> **WORK TO BE COMPLETED**
Repeat exactly the lines below, from the line containing "Keep to these rules. Indicate every instance of the gold polka" through the last line, both included. Leave out any pictures.

[Records from a data source]
☆ ☆ ☆ ☆

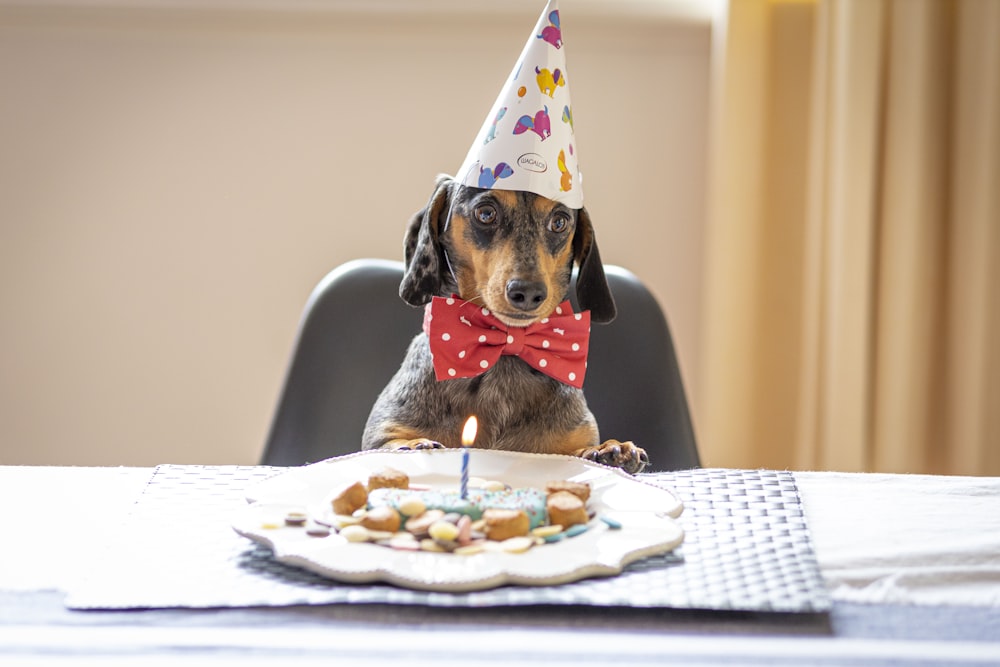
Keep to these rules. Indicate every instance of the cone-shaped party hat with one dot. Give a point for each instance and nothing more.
(527, 141)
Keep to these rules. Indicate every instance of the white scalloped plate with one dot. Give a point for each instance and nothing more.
(646, 513)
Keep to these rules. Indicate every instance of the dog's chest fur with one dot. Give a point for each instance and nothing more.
(511, 401)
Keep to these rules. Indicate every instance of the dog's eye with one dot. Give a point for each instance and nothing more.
(558, 224)
(486, 214)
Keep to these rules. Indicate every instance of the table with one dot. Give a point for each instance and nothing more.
(912, 563)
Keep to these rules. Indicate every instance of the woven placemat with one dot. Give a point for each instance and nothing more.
(746, 548)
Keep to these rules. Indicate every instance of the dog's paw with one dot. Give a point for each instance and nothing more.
(415, 444)
(624, 455)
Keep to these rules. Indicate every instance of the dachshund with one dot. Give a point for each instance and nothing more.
(511, 253)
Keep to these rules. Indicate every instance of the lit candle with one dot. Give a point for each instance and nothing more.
(468, 437)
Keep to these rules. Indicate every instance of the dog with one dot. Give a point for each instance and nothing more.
(511, 253)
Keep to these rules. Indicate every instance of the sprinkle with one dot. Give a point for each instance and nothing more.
(613, 524)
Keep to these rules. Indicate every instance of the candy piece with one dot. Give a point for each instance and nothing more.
(419, 525)
(547, 531)
(431, 545)
(296, 518)
(349, 499)
(444, 531)
(317, 530)
(412, 506)
(530, 501)
(382, 518)
(566, 509)
(502, 524)
(388, 478)
(354, 533)
(404, 542)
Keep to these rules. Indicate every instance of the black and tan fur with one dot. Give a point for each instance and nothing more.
(512, 252)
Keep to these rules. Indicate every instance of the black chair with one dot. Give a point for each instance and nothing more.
(355, 331)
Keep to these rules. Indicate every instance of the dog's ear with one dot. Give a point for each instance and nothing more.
(592, 291)
(423, 257)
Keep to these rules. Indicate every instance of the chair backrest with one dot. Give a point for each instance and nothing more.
(355, 331)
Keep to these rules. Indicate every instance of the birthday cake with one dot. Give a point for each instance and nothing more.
(477, 501)
(486, 515)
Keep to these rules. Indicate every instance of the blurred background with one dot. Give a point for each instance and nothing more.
(809, 188)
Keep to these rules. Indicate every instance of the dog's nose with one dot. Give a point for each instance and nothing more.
(526, 294)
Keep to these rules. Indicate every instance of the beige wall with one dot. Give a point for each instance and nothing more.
(173, 182)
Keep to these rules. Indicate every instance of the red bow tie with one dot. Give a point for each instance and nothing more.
(467, 340)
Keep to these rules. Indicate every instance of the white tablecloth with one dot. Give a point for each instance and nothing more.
(919, 539)
(878, 538)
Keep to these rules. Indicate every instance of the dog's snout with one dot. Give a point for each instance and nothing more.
(526, 294)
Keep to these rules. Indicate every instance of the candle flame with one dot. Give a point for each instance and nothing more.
(469, 432)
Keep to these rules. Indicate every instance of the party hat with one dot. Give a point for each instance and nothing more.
(527, 142)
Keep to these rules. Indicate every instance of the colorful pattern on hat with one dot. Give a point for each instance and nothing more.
(527, 142)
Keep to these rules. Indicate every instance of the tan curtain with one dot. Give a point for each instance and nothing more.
(852, 303)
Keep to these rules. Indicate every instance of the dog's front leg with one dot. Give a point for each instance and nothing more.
(624, 455)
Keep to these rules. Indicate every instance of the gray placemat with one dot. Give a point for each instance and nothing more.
(746, 548)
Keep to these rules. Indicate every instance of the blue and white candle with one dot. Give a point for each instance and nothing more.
(468, 437)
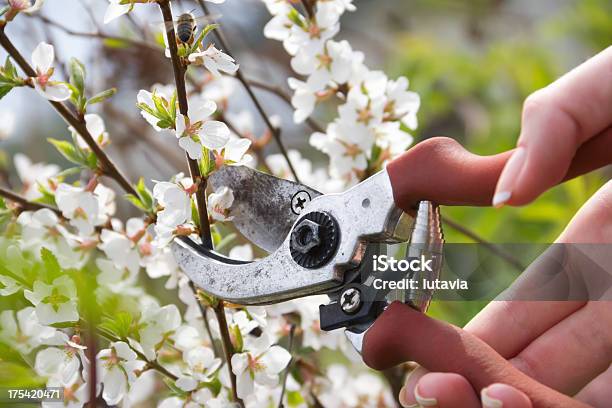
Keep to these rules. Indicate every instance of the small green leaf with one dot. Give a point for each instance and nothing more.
(52, 266)
(77, 75)
(68, 150)
(102, 96)
(136, 202)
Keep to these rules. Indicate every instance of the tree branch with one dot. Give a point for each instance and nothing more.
(107, 166)
(496, 250)
(98, 34)
(276, 132)
(278, 91)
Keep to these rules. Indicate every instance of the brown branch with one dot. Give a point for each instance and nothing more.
(228, 349)
(25, 204)
(181, 93)
(194, 169)
(288, 368)
(278, 91)
(276, 132)
(108, 168)
(99, 35)
(496, 250)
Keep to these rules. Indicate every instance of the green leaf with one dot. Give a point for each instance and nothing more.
(77, 75)
(295, 17)
(136, 202)
(146, 197)
(68, 150)
(52, 266)
(102, 96)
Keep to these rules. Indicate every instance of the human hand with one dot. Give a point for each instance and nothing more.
(562, 345)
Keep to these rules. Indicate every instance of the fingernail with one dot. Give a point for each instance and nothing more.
(404, 399)
(508, 177)
(424, 401)
(488, 401)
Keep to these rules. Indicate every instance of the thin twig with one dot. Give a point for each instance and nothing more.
(25, 204)
(276, 132)
(288, 368)
(278, 91)
(205, 320)
(491, 247)
(194, 169)
(170, 156)
(228, 349)
(181, 93)
(107, 166)
(150, 363)
(98, 34)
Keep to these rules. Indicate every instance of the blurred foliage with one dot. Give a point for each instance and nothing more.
(474, 93)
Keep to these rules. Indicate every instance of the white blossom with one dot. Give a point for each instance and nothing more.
(33, 175)
(95, 126)
(196, 129)
(85, 209)
(220, 202)
(261, 364)
(214, 60)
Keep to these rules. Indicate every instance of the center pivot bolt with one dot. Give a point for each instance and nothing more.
(350, 300)
(314, 239)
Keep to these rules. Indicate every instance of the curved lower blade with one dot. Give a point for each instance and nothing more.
(265, 207)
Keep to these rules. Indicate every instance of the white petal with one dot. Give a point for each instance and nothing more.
(56, 92)
(42, 57)
(215, 134)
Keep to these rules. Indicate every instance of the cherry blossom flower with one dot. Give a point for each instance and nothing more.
(95, 126)
(303, 100)
(196, 130)
(85, 209)
(156, 326)
(175, 200)
(33, 175)
(22, 330)
(219, 204)
(118, 366)
(63, 363)
(202, 365)
(214, 60)
(333, 63)
(121, 247)
(7, 124)
(260, 365)
(42, 59)
(56, 302)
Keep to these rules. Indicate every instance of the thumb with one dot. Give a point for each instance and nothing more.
(402, 334)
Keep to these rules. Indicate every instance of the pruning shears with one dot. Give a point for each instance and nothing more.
(317, 244)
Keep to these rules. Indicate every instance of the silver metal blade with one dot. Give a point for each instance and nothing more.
(265, 207)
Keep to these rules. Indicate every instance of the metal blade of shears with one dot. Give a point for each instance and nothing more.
(265, 207)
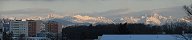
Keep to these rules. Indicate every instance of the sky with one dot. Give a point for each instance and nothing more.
(88, 6)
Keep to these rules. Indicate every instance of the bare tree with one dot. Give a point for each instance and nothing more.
(188, 10)
(185, 36)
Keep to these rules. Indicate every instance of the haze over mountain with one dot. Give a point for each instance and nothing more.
(155, 16)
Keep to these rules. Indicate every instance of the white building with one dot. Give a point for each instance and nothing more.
(19, 27)
(38, 38)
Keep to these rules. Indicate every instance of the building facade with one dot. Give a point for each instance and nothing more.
(54, 28)
(1, 30)
(18, 28)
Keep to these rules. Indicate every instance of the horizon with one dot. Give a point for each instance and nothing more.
(83, 7)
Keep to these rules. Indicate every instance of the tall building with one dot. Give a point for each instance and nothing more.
(34, 27)
(19, 27)
(1, 30)
(54, 28)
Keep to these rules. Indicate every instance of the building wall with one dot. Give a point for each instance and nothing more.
(34, 27)
(1, 30)
(54, 27)
(18, 28)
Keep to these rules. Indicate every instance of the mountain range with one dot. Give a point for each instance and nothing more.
(155, 16)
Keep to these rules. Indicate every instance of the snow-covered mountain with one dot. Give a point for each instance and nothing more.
(156, 17)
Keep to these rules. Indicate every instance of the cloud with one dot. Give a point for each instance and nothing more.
(31, 0)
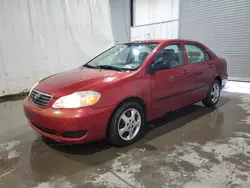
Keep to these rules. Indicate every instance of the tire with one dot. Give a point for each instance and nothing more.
(213, 95)
(125, 128)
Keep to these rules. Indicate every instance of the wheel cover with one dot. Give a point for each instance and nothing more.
(129, 124)
(215, 93)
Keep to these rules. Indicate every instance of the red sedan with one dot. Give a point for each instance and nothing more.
(116, 93)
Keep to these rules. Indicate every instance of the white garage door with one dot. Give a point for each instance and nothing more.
(224, 26)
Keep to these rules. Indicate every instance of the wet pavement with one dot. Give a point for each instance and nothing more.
(195, 147)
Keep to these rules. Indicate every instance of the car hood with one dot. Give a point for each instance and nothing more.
(77, 79)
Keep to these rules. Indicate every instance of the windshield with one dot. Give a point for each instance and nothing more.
(123, 57)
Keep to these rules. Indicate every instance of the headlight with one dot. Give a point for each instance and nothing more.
(77, 100)
(33, 88)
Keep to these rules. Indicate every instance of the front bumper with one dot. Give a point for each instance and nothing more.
(69, 125)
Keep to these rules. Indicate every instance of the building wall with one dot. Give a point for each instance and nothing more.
(43, 37)
(224, 27)
(155, 19)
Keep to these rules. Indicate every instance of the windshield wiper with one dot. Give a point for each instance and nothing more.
(109, 67)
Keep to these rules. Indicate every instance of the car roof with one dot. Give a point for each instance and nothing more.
(162, 41)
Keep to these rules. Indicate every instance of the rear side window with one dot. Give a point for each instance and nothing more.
(196, 54)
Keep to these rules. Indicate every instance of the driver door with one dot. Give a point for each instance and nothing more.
(169, 81)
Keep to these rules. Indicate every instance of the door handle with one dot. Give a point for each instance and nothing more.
(184, 71)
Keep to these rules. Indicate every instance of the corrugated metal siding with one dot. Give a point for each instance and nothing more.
(224, 26)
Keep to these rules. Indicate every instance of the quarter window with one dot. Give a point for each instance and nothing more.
(195, 54)
(171, 54)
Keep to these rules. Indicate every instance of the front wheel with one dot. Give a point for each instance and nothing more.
(213, 95)
(126, 124)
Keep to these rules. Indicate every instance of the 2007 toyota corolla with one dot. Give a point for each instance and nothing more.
(114, 94)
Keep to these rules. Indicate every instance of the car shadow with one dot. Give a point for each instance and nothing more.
(98, 153)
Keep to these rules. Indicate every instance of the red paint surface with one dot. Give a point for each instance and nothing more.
(116, 87)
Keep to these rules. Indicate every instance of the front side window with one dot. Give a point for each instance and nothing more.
(195, 54)
(171, 56)
(123, 57)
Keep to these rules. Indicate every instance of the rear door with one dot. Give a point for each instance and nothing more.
(200, 70)
(169, 86)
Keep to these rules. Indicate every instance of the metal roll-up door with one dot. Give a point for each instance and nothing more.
(224, 26)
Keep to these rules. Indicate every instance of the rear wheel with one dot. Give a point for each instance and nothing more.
(213, 95)
(126, 124)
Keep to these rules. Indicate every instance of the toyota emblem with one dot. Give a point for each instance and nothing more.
(37, 96)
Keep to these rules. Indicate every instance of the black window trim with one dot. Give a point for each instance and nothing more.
(201, 48)
(169, 44)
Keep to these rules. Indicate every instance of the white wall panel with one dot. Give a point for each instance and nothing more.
(42, 37)
(120, 17)
(155, 19)
(154, 11)
(163, 30)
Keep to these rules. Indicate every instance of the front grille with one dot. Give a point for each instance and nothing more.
(39, 98)
(77, 134)
(50, 131)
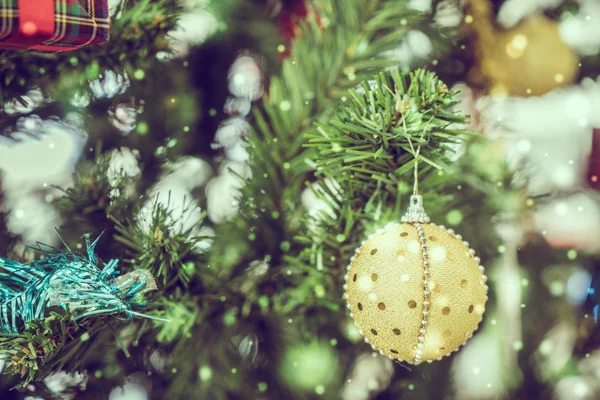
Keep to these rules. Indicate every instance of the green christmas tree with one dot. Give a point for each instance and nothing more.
(218, 271)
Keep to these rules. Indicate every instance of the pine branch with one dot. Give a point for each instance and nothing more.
(136, 37)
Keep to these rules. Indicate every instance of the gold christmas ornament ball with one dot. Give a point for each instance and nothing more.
(531, 59)
(416, 291)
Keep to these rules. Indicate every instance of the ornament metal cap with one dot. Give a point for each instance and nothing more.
(415, 212)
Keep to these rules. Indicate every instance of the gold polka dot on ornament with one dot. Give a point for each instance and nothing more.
(428, 304)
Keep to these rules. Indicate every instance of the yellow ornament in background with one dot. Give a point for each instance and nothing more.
(531, 59)
(416, 290)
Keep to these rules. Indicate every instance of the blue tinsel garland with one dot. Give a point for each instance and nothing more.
(69, 281)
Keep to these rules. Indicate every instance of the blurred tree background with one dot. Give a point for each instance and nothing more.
(214, 145)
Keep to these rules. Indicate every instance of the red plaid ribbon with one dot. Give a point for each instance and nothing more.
(53, 25)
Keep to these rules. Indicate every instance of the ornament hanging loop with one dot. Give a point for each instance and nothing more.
(416, 211)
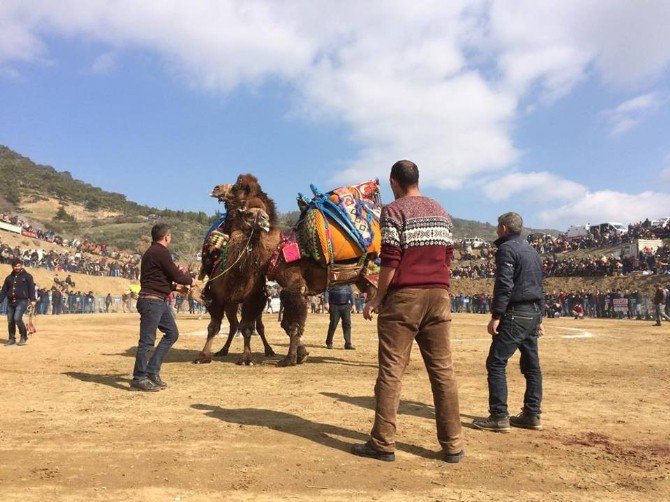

☆ ☆ ☆ ☆

> **EXPECTED OUTPUT**
Keep to these rules. Indicate every instance of the gold polka dot on ornament with one dot. Give a point for each instance and nothing more.
(428, 304)
Keep to these rules. Indicate every instance of the yellow ornament in background with one dot. Give a point for each instance and nothing more.
(531, 59)
(416, 290)
Keep to these rules. Indicate every instance of the blue tinsel garland with one dot. Give a point for each instance and nothing more.
(69, 281)
Keep to these rules. Indicate every instance of the blurred tree background with one dot. Give a point for each instance and nothing more.
(214, 145)
Keep to these rules. Indicate every instance of the red plaid ribbon with one dot. Give a point for each instance and nothing more.
(53, 25)
Keep to these rules. Indicate every instance of the ornament hanging loop with one dot. Give a point for each instance and nothing more.
(416, 211)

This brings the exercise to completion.